TASKS TO PERFORM:
[1] Reproduce the eBook conversion article starting with "Suppose you have" and going on through "a professional book!", replacing "Apple iBookstore" with "Apple Books store".
[2] Take the eBook conversion article further from the point where it stops.

PROVIDED TEXT:
§
Suppose you have either a Word or PDF version of your book, and you want to publish on the Amazon Kindle Store, the Barnes and Noble NOOK Book Store, the Apple iBookstore, the Google eBookstore, and any other online retail site that might sell eBooks. What you need is a clean file that meets all of the minimum standards of the required formats, but also looks like a professional book!
As to the first concern, Amazon accepts three file types for the Kindle platform: .prc, .mobi, and .azw. Amazon has specific publishing guidelines for the acceptable formatting of these files (see http://kindlegen.s3.amazonaws.com/AmazonKindlePublishingGuidelines.pdf). There is only one file format for EPUB retailers, which is, not surprisingly, .epub! The minimum standards for .epub files are promulgated by the International Digital Publishing Forum (IDPF). A handy validation tool for .epub files can be found here: http://threepress.org/document/epub-validate.
Let’s not forget about the second problem, though, which is creating a book that looks professional and takes advantage of the functionality of today’s eReaders. So can a single piece of software really make your eBook come out looking like your print book? After all, what’s the use of a one-size-fits-all “meatgrinder” conversion program, if the end result is something less than professional? And, if the output does need further tweaking, can the program really be called “automatic?”
We decided it was time to put six eBook conversion methods to the test. Please be aware, none of these methods has been touted by its own proprietors as being “automatic,” and we hope these companies save their angry letters for Congress and/or the producers of The Hangover Part II. But should you do some quick searches online for ebook or ePub converters, you will find a number of resources and articles, which suggest to authors that such tools will serve as a quick, easy, and often free way to make an ebook. We are examining these products in order to provide a much-needed warning to those authors about to take that first precarious step into the jungle of do-it-yourself electronic publishing: those who travel here should be wary when they hear the seductive whisperings of “shortcuts.”
*For our testing, we used Adobe Digital Editions (ADE) to review EPUB files on our PC-based system. More information on ADE, including a free download, can be found at http://www.adobe.com/products/digitaleditions/. We also reviewed the EPUB output on our Barnes & Noble Color Nook device. To test Kindle files, we used a Kindle device, as well as Kindle Previewer 1.61. This program can be downloaded for free here.
Now, on to the testing!
This program is free and relatively easy to acquire, once the user realizes that it is not actually the full version ($1,499!) of Aspire.Words for .NET.
It is worth noting that, contrary to some reports out there, this is NOT a plug-in for Microsoft Word; it is a standalone program. Also, Aspose.Words EXPRESS will NOT convert your books from PDF files. Finally, it will also not render a Kindle-ready file. This software is EPUB-only.
At first glance, the interface is simple. Specify the name and location on your computer of a .doc or .docx file, click convert, and a message appears that an EPUB file was created. When we opened the resulting EPUB file in Adobe Digital Editions, it was immediately apparent that some very important elements were missing. The title and author name were not filled in, and neither were the chapter names. There was no table of contents, either device-navigated or inline. We then ran an IDPF validation test on the file. It didn’t pass because all of the text was crammed into a single .HTML file, which turned out to be bigger than IDPF’s maximum file size.
§
AVAILABLE DATA:
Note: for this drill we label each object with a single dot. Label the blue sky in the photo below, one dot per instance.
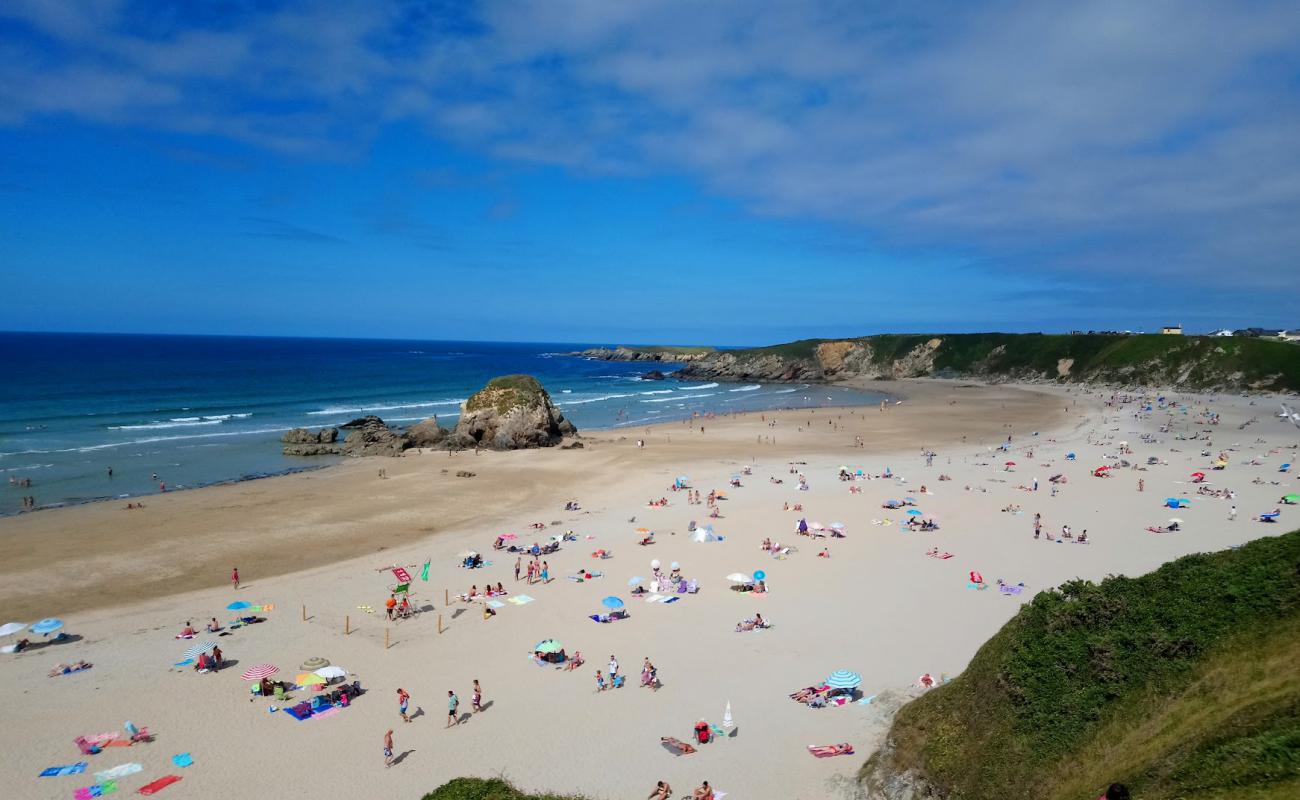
(584, 171)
§
ANSWERS PROVIDED:
[1]
Suppose you have either a Word or PDF version of your book, and you want to publish on the Amazon Kindle Store, the Barnes and Noble NOOK Book Store, the Apple Books store, the Google eBookstore, and any other online retail site that might sell eBooks. What you need is a clean file that meets all of the minimum standards of the required formats, but also looks like a professional book!

[2]
For Apose.Words EXPRESS, the magic word is pre-formatting. Pre-formatting is what you would need to do to your Microsoft Word file before it will be ready for conversion. And indeed, the Aspose.Words main screen has a menu item called Settings, which gives the user more control over the output. Reminiscent of Adobe InDesign’s EPUB export options, you can tell Aspose.Words to break chapters according to where the heading levels appear in your Word document. For instance, you could tell it to break before each Heading 1 or Heading 2, or both. This method would assume, of course, that the Word file had been pre-formatted so that the chapter headings were already marked in this way. As another pre-formatting measure, the book’s metadata (e.g., title, author, publisher) would need to be coded into the Word file. In Word 2010, this is accomplished with what are called the “backstage” features of the File Menu. All told, this can leave one needing to study-up on Microsoft Word in order to take advantage of the conversion program.
Lest we appear to be dwelling only on the negative, there were a few things this converter did well straight out of the gate. Our images looked really good. (The default resolution is 92 dpi.) In all but one case, the software preserved the position, relative size, and clarity of the images. It even floated the images, allowing text to flow to the left or right! Once we pre-formatted the Table of Contents page as a Heading, it rendered in the EPUB file with hyperlinks (it kept the table’s page numbers, however, which are irrelevant to an ebook).
Book Glutton is an organization that offers several types of services, from web design to EPUB and all points in between. Like Feedbooks (see page 5), these guys will help you distribute your ebook online. Unlike Feedbooks, however, you can actually sell your book through Book Glutton. Their HTML to EPUB Converter runs online through their website and costs $5 per conversion. As the name suggests, your book must be in HMTL form before you can begin. Sounds simple enough, right? Ah, but then you read further and find that your book’s chapters must be contained in separate HTML files—formatted according to XHTML 1.1 standards—and referenced by an index that is used by the converter to build a table of contents. Any images or external style data (i.e., CSS) must be stored in separate folders. Lastly, you need to package these files into a .zip file, which can then be uploaded to the conversion program. Whew! That’s a lot of work!
The upshot of this process is that you’re doing most of the formatting yourself. You are assembling the elements of an EPUB file, and paying Book Glutton five bucks to polish it up and make sure it will pass IDPF validation. This is not to disparage Book Glutton’s contribution; it is valuable to have professionals on your side, and $5 is inexpensive for this kind of service (consider it one less Venti Cinnamon Dolce Frappaccino at Starbucks). However, this conversion method cannot even begin to approach any known definition of automatic.
We tried saving our Word files as HTML files but kept getting an error message from Book Glutton. We came very close to giving up, but then remembered that it’s possible to import Word files straight into Adobe Dreamweaver. For those not familiar, this program is a powerful website design tool. An EPUB file is really like a mini-website in the way the files are organized, and sure enough, Dreamweaver knew exactly how to translate our Word files into proper HTML, the primary language of the web. (Unfortunately, if you don’t already have Dreamweaver, you would have to find another way or shell out $385 to buy the program.)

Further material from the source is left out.